- What to work on -
Your answer should consist solely of the lines from the one holding "# for every" through the final line of the entries, reproduced exactly and without pictures.

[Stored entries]
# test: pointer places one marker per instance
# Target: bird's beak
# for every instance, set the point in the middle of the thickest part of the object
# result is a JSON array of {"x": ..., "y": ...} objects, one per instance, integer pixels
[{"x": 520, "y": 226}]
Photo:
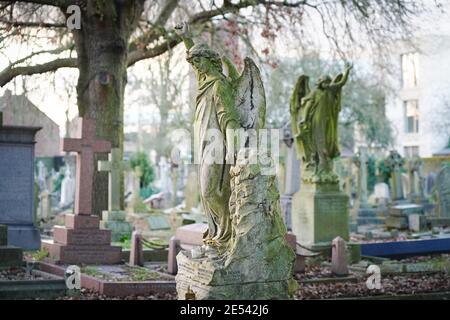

- Written response -
# for every instance, set the point in the middle of the thickest part of the object
# result is a JSON array of {"x": ..., "y": ...} objects, one per instance, integer pixels
[{"x": 520, "y": 226}]
Photo:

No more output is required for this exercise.